Reproduce every entry below verbatim, line for line.

Entries in a dataset:
▼

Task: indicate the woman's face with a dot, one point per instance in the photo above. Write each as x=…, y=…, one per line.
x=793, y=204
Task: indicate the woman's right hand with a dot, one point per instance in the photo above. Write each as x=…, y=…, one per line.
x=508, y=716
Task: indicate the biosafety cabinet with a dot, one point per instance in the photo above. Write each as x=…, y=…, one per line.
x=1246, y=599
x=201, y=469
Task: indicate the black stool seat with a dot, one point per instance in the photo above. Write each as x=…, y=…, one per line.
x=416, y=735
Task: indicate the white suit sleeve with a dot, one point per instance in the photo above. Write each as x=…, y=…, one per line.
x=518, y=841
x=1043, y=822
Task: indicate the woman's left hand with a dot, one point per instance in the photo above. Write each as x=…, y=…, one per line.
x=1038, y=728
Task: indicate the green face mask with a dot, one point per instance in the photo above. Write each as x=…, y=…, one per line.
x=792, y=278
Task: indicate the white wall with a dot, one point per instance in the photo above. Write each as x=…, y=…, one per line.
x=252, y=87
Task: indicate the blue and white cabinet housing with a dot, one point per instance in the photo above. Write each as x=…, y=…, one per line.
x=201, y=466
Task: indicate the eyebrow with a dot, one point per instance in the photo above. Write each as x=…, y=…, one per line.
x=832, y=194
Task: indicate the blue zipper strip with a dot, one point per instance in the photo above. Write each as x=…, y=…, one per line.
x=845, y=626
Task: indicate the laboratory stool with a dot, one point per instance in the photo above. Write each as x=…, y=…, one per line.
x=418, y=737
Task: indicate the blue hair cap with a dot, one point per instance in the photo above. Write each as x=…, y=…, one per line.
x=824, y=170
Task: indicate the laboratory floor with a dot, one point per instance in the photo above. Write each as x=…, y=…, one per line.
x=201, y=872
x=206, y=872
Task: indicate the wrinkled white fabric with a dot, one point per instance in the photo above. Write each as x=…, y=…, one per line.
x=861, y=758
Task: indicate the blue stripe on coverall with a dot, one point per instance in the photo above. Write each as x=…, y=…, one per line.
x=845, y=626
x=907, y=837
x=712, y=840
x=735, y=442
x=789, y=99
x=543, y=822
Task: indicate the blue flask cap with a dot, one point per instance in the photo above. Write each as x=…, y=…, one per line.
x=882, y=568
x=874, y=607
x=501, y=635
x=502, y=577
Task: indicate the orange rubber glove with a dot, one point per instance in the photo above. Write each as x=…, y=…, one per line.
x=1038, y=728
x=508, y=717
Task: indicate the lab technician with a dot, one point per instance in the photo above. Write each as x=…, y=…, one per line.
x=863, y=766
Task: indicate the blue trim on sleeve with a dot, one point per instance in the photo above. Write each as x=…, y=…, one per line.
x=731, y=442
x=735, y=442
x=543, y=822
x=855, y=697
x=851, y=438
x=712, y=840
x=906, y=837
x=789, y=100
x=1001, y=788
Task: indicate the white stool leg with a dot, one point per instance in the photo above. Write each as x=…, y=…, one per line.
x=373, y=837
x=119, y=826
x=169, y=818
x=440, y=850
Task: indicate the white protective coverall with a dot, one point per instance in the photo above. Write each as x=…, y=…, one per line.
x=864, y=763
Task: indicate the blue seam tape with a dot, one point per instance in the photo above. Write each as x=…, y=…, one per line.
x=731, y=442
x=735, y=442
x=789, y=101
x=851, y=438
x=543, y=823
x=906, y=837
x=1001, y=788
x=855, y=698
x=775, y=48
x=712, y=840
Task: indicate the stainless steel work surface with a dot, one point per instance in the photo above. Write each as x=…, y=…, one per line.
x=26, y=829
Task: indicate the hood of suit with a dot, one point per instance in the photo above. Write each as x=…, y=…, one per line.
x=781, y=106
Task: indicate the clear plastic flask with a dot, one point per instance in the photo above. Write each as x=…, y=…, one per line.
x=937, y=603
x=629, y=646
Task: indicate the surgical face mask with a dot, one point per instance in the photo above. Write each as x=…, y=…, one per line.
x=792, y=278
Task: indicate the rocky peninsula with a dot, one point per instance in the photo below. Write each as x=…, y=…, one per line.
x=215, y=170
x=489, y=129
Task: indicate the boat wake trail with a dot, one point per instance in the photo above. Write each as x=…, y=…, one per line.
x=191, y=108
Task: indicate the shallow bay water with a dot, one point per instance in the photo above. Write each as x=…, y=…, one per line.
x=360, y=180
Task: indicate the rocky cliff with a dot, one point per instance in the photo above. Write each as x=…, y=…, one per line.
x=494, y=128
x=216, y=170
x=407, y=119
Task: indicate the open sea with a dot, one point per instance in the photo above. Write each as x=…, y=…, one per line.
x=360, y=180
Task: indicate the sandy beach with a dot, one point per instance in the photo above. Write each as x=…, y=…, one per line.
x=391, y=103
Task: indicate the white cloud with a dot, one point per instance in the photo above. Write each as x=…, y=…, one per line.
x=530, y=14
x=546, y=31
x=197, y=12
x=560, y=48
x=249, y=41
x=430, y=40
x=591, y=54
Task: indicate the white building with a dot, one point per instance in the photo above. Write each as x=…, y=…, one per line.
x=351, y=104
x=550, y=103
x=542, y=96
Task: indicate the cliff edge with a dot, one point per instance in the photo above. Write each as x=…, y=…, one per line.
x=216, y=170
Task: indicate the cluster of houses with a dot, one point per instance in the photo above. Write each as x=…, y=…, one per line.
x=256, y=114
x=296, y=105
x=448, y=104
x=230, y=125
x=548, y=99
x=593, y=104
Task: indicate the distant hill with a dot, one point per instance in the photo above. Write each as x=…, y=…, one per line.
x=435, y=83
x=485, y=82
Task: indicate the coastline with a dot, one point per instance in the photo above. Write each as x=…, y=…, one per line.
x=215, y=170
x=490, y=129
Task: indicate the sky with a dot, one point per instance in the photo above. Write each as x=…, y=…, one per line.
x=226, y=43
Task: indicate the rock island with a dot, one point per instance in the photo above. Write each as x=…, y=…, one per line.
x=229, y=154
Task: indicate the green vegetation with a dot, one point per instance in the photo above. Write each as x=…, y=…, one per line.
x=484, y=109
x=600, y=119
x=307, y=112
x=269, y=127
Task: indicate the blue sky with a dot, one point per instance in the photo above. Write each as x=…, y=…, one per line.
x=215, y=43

▲

### Result of the task
Task: indicate the woman's face with a dot, one point per instance in the photo above. Write each as x=…, y=…, one per line.
x=793, y=204
Task: indicate the woman's right hand with a dot, one point per instance in the photo above. Write each as x=…, y=…, one per line.
x=508, y=716
Task: indicate the biosafety cabinet with a dot, one point per instance in the photo above. Write each as x=…, y=…, one per line.
x=1246, y=599
x=201, y=469
Task: indicate the black stool seat with a dot, one point per instance in the photo above. Write each as x=…, y=…, one per line.
x=416, y=735
Task: indicate the white suit sleeve with a dot, one point per instance in the photo above. Write each as x=…, y=…, one per line.
x=518, y=841
x=1043, y=822
Task: indicate the woman's left hand with a dot, one point per instance in the photo above. Write each as x=…, y=…, one per line.
x=1038, y=728
Task: indicate the green face mask with a dot, one point per instance in the photo above. Write each as x=…, y=…, one per line.
x=792, y=278
Task: indicate the white wall with a dot, one point per instance in the photo above. Write each as x=…, y=…, one per line.
x=252, y=87
Task: indicate the blue and white cabinet housing with a dot, one point per instance in the photo above. Write each as x=…, y=…, one per line.
x=201, y=466
Task: indicate the eyebrow with a dot, one point per instance in the photo above. Write each as x=…, y=…, one per line.
x=832, y=194
Task: indicate the blue zipper strip with a dot, one point per instance in the photo above. Write each as x=…, y=…, one per line.
x=845, y=626
Task: indicate the laboratory stool with a dot, one point per instance in the photo above. Write each as x=…, y=…, one per line.
x=418, y=737
Task: indicate the blue hair cap with a dot, one point per instance in the photo above. Write each as x=…, y=…, one per line.
x=824, y=170
Task: indicate the laboratory floor with a dot, one point per instance in the photo above. Write each as x=…, y=…, one per line.
x=201, y=872
x=206, y=872
Task: indicate the wrinkled white fabric with a dot, one point per instance in the photo above. Write each as x=…, y=…, one per line.
x=861, y=758
Task: indicate the blue stripe on coverall with a dot, one point per instance in the photo above. Write each as x=…, y=…, one per line.
x=845, y=626
x=907, y=837
x=712, y=840
x=735, y=442
x=789, y=99
x=543, y=822
Task: indicate the blue flask cap with a dot, one point per instance in the photo above. Write each as x=…, y=…, one per line.
x=882, y=568
x=874, y=607
x=501, y=635
x=502, y=577
Task: indicate the orange rubber glove with a dot, one point per instance in the photo above. Write each as x=…, y=…, one per line.
x=1038, y=728
x=508, y=717
Task: indicate the lab technician with a dot, one point per instance in the photo above. Write each as x=…, y=…, one per line.
x=863, y=766
Task: indicate the blue trim on sleeve with a dot, one point per instance in the photo above. Write each as x=…, y=…, one per line.
x=731, y=442
x=735, y=442
x=543, y=822
x=855, y=697
x=851, y=438
x=712, y=840
x=906, y=837
x=789, y=100
x=1001, y=788
Task: indicate the white stool leg with a dot, one point per instance in the photo above. Write each as x=…, y=…, one per line.
x=373, y=837
x=119, y=826
x=169, y=818
x=440, y=850
Task: indicate the white protective coverall with a dot, one point per instance in the photo above. Write each as x=…, y=…, one per line.
x=864, y=763
Task: indicate the blue seam tape with a dot, one point per instance in the photo above. Write each as x=…, y=…, one per line.
x=731, y=442
x=735, y=442
x=789, y=101
x=851, y=438
x=543, y=823
x=906, y=837
x=1001, y=788
x=855, y=698
x=775, y=48
x=712, y=840
Task: indicate the stainless steel work surface with a dot, one point per instance in the photo above. Write each as x=…, y=…, one per line.
x=26, y=829
Task: indicate the hood of suit with a dot, one point per instance in the photo above. Write each as x=…, y=…, one per line.
x=781, y=106
Task: indicate the clear plastic flask with a dot, one point per instance in the photo above. Write each as x=…, y=…, one per line.
x=937, y=603
x=629, y=646
Task: indicate the surgical face mask with a dot, one point per instance in the photo above. Write each as x=…, y=…, one per line.
x=792, y=278
Task: indicate the rocky peninsula with a dot, one point per instance in the photo below. Write each as x=…, y=…, one per line.
x=215, y=170
x=489, y=129
Task: indicate the boat wake trail with a dot, one point per instance in the photo above. Write each as x=…, y=…, one per line.
x=191, y=108
Task: indicate the shallow bay water with a dot, one point per instance in the photo above. Write each as x=…, y=…, one per line.
x=360, y=180
Task: indicate the rocky cliff with a dot, one point per instance in the photo above. Write each as x=…, y=…, one per line.
x=494, y=128
x=216, y=170
x=407, y=119
Task: indicate the open sea with a dot, one point per instance in the photo above. Write each as x=…, y=…, one per line.
x=360, y=180
Task: indicate the sandy beach with a dot, one point per instance in the photo above. Write each as x=…, y=…, one per line.
x=391, y=103
Task: indicate the white cloud with a dot, one point per instance in the photo above. Write each as x=…, y=…, one per line.
x=530, y=14
x=546, y=31
x=197, y=12
x=560, y=48
x=249, y=41
x=430, y=40
x=591, y=54
Task: indicate the white building with a dot, one point per instance in the photo above. Write each as x=…, y=…, one per line.
x=351, y=104
x=550, y=103
x=542, y=96
Task: indicate the cliff edge with a dot, one point per instance in the photo above. Write each as x=…, y=…, one per line.
x=216, y=170
Task: indicate the cluster of houses with a dot, one point per instance in the photo above. Write each as x=…, y=…, one per line.
x=256, y=114
x=296, y=105
x=448, y=104
x=230, y=125
x=548, y=99
x=593, y=104
Task: indicate the distant hill with a dot, one point per instance in the photo above. Write each as x=…, y=…, one per line.
x=435, y=83
x=485, y=82
Task: indicate the coastline with a dot, one point per instance in the photo above. Write each as x=…, y=…, one per line.
x=215, y=170
x=490, y=129
Task: indicate the sky with a dot, one point per instance in the photo above. Write each as x=…, y=…, one per line.
x=226, y=43
Task: indicate the rock island with a dot, one point per instance in the photo above. Write each as x=…, y=…, one per line.
x=229, y=154
Task: indicate the green vegetation with a dot, one point per instance in the photo above. Write each as x=…, y=…, one per line.
x=484, y=109
x=600, y=119
x=307, y=112
x=269, y=127
Task: indicate the blue sky with a dot, one point per instance in the photo above. Write each as x=…, y=…, one per line.
x=215, y=43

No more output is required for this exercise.